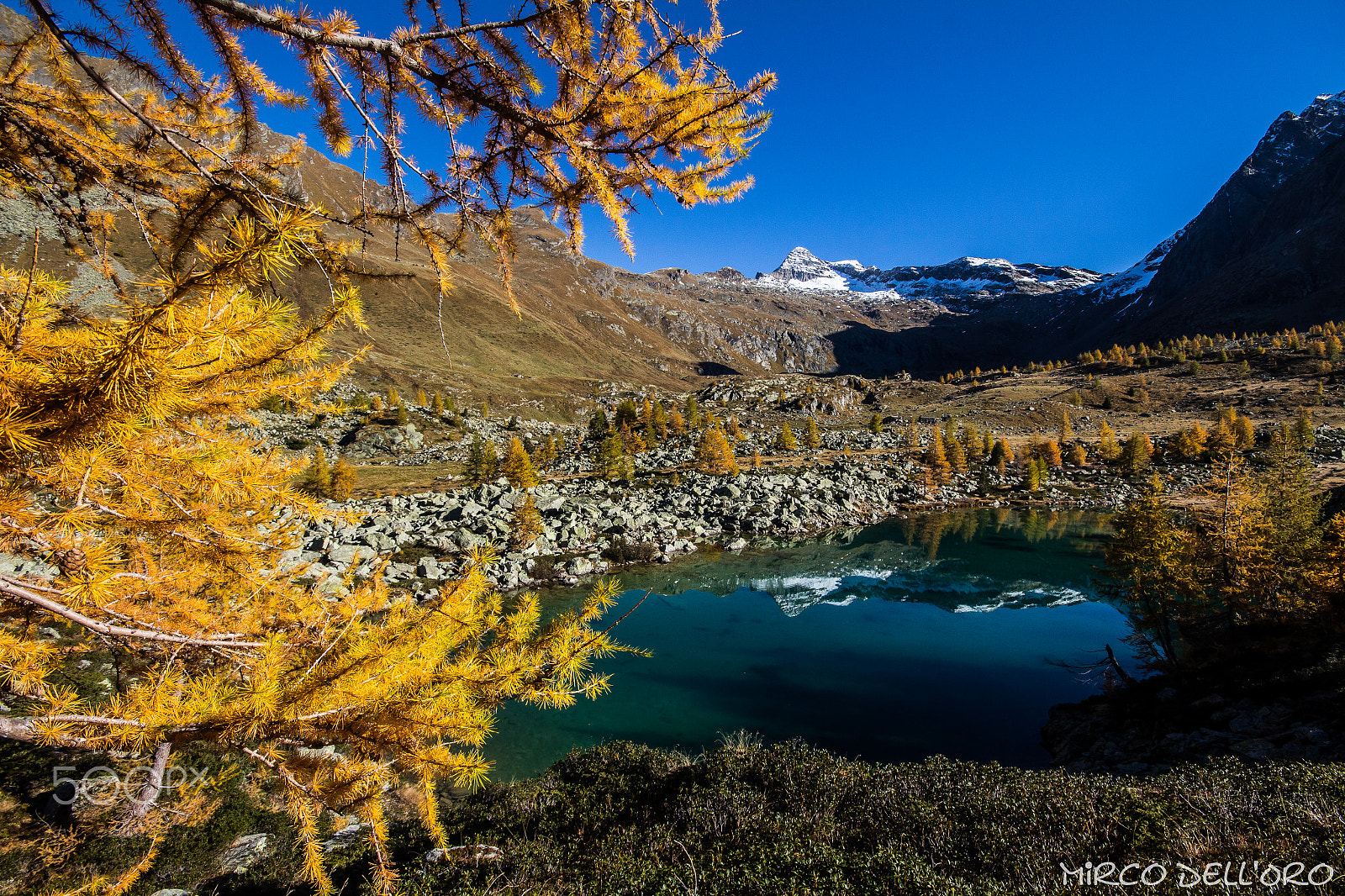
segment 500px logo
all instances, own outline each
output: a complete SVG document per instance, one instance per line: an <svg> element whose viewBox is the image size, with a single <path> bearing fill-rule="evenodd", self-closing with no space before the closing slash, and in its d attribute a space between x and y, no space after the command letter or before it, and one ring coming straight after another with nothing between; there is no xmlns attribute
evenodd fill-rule
<svg viewBox="0 0 1345 896"><path fill-rule="evenodd" d="M78 771L74 766L56 766L51 770L51 783L56 788L52 799L62 806L69 806L81 798L94 806L112 806L121 799L139 803L140 790L149 782L149 775L153 772L149 766L136 766L125 772L118 772L108 766L94 766L79 778L71 778L69 772L74 771ZM208 768L168 766L164 768L163 782L159 787L160 790L175 790L208 783Z"/></svg>
<svg viewBox="0 0 1345 896"><path fill-rule="evenodd" d="M1171 869L1163 862L1150 862L1141 865L1118 865L1116 862L1084 862L1079 868L1069 868L1060 862L1063 872L1061 883L1075 887L1158 887L1171 877L1171 881L1181 889L1194 887L1220 887L1225 892L1241 887L1260 887L1278 891L1284 887L1325 887L1336 880L1336 869L1325 862L1307 866L1307 862L1287 862L1275 865L1274 862L1208 862L1200 868L1192 868L1184 862L1176 862Z"/></svg>

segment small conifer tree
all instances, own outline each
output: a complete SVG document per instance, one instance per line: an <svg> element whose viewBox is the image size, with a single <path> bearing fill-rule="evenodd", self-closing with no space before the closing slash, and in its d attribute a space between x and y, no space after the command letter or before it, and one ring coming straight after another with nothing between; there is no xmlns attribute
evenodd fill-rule
<svg viewBox="0 0 1345 896"><path fill-rule="evenodd" d="M995 444L990 448L990 463L1001 474L1007 470L1009 464L1013 463L1013 448L1003 439L997 439Z"/></svg>
<svg viewBox="0 0 1345 896"><path fill-rule="evenodd" d="M803 447L808 451L816 451L822 447L822 433L818 432L818 421L808 416L808 425L803 431Z"/></svg>
<svg viewBox="0 0 1345 896"><path fill-rule="evenodd" d="M651 417L654 424L654 437L659 441L668 437L668 410L663 406L662 401L654 402L654 414Z"/></svg>
<svg viewBox="0 0 1345 896"><path fill-rule="evenodd" d="M967 452L963 449L962 443L956 439L943 439L944 456L948 460L948 465L962 472L967 468Z"/></svg>
<svg viewBox="0 0 1345 896"><path fill-rule="evenodd" d="M1298 420L1294 421L1294 444L1298 448L1310 448L1317 443L1317 433L1313 429L1313 412L1307 408L1298 409Z"/></svg>
<svg viewBox="0 0 1345 896"><path fill-rule="evenodd" d="M701 428L701 409L695 404L695 396L686 397L686 410L683 412L683 417L686 417L687 429Z"/></svg>
<svg viewBox="0 0 1345 896"><path fill-rule="evenodd" d="M1154 453L1149 433L1135 431L1120 448L1118 463L1120 471L1131 478L1142 478L1149 472L1149 459Z"/></svg>
<svg viewBox="0 0 1345 896"><path fill-rule="evenodd" d="M604 479L628 479L632 472L631 457L625 453L625 443L620 433L609 432L599 444L597 471Z"/></svg>

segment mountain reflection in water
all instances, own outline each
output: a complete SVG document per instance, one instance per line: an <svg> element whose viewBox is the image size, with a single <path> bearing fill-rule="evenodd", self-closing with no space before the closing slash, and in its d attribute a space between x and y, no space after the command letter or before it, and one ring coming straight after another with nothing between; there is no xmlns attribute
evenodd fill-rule
<svg viewBox="0 0 1345 896"><path fill-rule="evenodd" d="M615 631L650 655L603 659L596 701L504 706L486 755L511 778L573 747L694 753L748 729L878 761L1045 766L1049 708L1096 689L1049 661L1111 643L1128 662L1124 618L1091 599L1106 538L1098 515L951 511L624 570L609 618L650 592ZM580 595L545 592L543 609Z"/></svg>

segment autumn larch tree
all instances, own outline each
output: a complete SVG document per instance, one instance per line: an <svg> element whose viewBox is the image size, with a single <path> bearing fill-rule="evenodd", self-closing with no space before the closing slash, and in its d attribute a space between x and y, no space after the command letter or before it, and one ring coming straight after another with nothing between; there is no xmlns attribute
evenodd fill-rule
<svg viewBox="0 0 1345 896"><path fill-rule="evenodd" d="M36 27L0 67L0 191L56 217L116 308L71 326L66 284L0 269L0 548L55 570L0 574L0 735L152 755L159 774L191 743L247 756L280 784L317 892L332 889L317 829L331 809L370 825L373 888L390 893L383 791L418 782L443 842L436 783L483 779L477 748L503 701L566 705L605 687L589 662L612 643L592 623L615 587L542 627L535 599L506 607L488 588L483 552L424 605L378 577L334 583L346 595L332 601L280 568L324 511L289 488L296 463L235 424L268 396L303 406L348 369L321 362L324 331L359 326L348 248L323 226L418 239L440 300L449 254L480 238L512 296L511 206L557 213L577 249L597 204L631 250L639 196L694 206L749 186L724 180L767 122L751 106L773 78L738 86L714 65L713 5L694 31L652 0L531 0L488 23L429 4L389 36L297 4L186 0L180 17L152 0L28 5ZM277 85L242 32L278 39L304 82ZM183 51L202 44L210 59ZM266 152L260 110L305 96L338 155L356 132L379 151L390 203L342 217L292 188L300 148ZM405 151L417 122L441 132L438 171ZM145 272L113 264L113 229L143 235ZM307 265L331 301L301 320L285 296ZM59 648L35 636L47 626L67 635ZM66 683L67 663L109 652L134 670L112 694ZM324 745L340 749L307 749ZM108 888L126 891L145 864ZM71 873L67 889L83 889Z"/></svg>
<svg viewBox="0 0 1345 896"><path fill-rule="evenodd" d="M737 476L738 463L733 448L718 426L706 426L695 447L695 468L712 476Z"/></svg>
<svg viewBox="0 0 1345 896"><path fill-rule="evenodd" d="M523 447L523 440L518 436L510 439L508 451L504 455L504 463L500 464L499 474L508 479L510 484L515 488L537 487L537 468L533 465L533 459Z"/></svg>

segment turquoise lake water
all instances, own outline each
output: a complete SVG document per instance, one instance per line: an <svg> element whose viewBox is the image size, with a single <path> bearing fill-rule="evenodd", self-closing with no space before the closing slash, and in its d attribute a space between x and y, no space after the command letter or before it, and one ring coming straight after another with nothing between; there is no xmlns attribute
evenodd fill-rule
<svg viewBox="0 0 1345 896"><path fill-rule="evenodd" d="M492 778L609 740L695 753L740 729L874 761L1045 767L1048 709L1098 690L1048 661L1107 643L1128 659L1123 616L1095 600L1106 538L1096 515L975 510L631 570L611 618L652 593L615 634L652 655L603 661L596 701L506 708Z"/></svg>

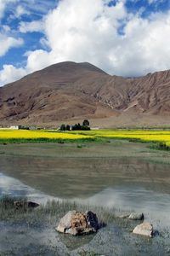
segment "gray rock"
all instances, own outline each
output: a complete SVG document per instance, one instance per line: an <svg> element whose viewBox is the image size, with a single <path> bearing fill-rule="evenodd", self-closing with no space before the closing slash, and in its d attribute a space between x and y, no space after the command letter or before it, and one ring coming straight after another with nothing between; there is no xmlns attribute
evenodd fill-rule
<svg viewBox="0 0 170 256"><path fill-rule="evenodd" d="M129 217L129 214L122 214L122 215L120 215L118 218L128 218Z"/></svg>
<svg viewBox="0 0 170 256"><path fill-rule="evenodd" d="M150 223L143 223L134 228L133 233L137 235L142 235L152 237L153 236L153 226Z"/></svg>
<svg viewBox="0 0 170 256"><path fill-rule="evenodd" d="M60 233L70 232L69 230L71 228L72 216L76 214L76 211L68 212L60 221L56 230Z"/></svg>
<svg viewBox="0 0 170 256"><path fill-rule="evenodd" d="M129 219L133 219L133 220L143 220L144 219L144 213L135 213L133 212L128 216Z"/></svg>
<svg viewBox="0 0 170 256"><path fill-rule="evenodd" d="M30 201L16 201L14 202L14 206L16 210L27 210L30 208L36 208L39 207L39 204Z"/></svg>
<svg viewBox="0 0 170 256"><path fill-rule="evenodd" d="M99 223L96 214L92 212L68 212L60 221L56 230L72 236L97 232Z"/></svg>

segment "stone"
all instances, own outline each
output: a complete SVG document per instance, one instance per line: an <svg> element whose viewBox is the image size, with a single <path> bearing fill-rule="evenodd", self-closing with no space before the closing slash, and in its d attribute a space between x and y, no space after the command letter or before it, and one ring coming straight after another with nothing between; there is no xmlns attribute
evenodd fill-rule
<svg viewBox="0 0 170 256"><path fill-rule="evenodd" d="M129 219L133 219L133 220L143 220L144 219L144 213L135 213L133 212L128 216Z"/></svg>
<svg viewBox="0 0 170 256"><path fill-rule="evenodd" d="M129 217L129 214L122 214L120 216L118 216L118 218L128 218Z"/></svg>
<svg viewBox="0 0 170 256"><path fill-rule="evenodd" d="M99 223L96 214L92 212L68 212L60 221L56 230L72 236L97 232Z"/></svg>
<svg viewBox="0 0 170 256"><path fill-rule="evenodd" d="M33 201L16 201L14 202L14 208L19 209L30 209L30 208L36 208L39 207L39 204L33 202Z"/></svg>
<svg viewBox="0 0 170 256"><path fill-rule="evenodd" d="M144 222L134 228L133 233L152 237L153 226L150 223Z"/></svg>

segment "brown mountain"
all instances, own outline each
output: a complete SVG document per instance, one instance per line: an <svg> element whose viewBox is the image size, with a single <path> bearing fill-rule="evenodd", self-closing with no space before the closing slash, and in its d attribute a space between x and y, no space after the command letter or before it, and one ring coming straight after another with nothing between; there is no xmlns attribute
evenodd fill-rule
<svg viewBox="0 0 170 256"><path fill-rule="evenodd" d="M134 117L168 117L169 110L170 71L125 79L89 63L62 62L0 88L1 123L127 117L130 125Z"/></svg>

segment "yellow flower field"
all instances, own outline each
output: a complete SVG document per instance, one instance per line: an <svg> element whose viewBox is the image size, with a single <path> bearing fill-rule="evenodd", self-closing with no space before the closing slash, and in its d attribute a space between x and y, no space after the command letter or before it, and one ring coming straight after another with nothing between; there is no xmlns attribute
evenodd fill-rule
<svg viewBox="0 0 170 256"><path fill-rule="evenodd" d="M146 130L96 130L79 131L84 135L95 137L138 139L144 142L163 143L170 147L170 131L146 131Z"/></svg>
<svg viewBox="0 0 170 256"><path fill-rule="evenodd" d="M61 139L77 140L94 138L93 136L71 134L66 132L52 132L48 131L29 131L29 130L0 130L0 139Z"/></svg>
<svg viewBox="0 0 170 256"><path fill-rule="evenodd" d="M78 140L94 138L137 139L143 142L163 143L170 147L170 131L95 130L68 132L51 131L0 130L0 140Z"/></svg>

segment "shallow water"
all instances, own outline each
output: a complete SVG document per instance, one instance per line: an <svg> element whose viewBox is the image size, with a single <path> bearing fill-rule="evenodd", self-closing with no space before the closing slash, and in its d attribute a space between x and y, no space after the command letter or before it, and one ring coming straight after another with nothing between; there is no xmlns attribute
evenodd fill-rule
<svg viewBox="0 0 170 256"><path fill-rule="evenodd" d="M143 212L162 228L170 225L169 165L136 159L1 158L0 196L27 196Z"/></svg>
<svg viewBox="0 0 170 256"><path fill-rule="evenodd" d="M26 196L40 203L65 199L88 204L89 209L114 207L117 214L143 212L161 232L154 239L134 236L130 230L139 222L116 218L96 235L77 238L58 234L51 223L41 227L0 221L0 255L77 256L80 250L108 256L169 255L170 165L149 161L167 161L168 153L116 142L82 148L74 144L0 148L0 196Z"/></svg>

• _What you need to do_:
Starting with the line containing "segment small conifer tree" and continuing through the line containing "447L808 451L816 451L822" in the data, render those lines as a numbered list, leaving out any blank lines.

• _Task answer_:
1. segment small conifer tree
2. all instances, own outline each
3. output: a complete SVG document per instance, one instance per line: an <svg> element whose viewBox is the image size, with a single <path> bearing fill-rule="evenodd", self-closing with no space before the closing slash, and in its d attribute a space between x and y, no space after the command letter or before it, and one ring coming straight after another with nothing between; there is no xmlns attribute
4. evenodd fill-rule
5. <svg viewBox="0 0 1345 896"><path fill-rule="evenodd" d="M995 444L990 448L990 463L1001 474L1007 470L1009 464L1013 463L1013 448L1003 439L997 439Z"/></svg>
6. <svg viewBox="0 0 1345 896"><path fill-rule="evenodd" d="M803 447L808 451L816 451L822 447L822 433L818 432L818 421L808 416L808 425L803 431Z"/></svg>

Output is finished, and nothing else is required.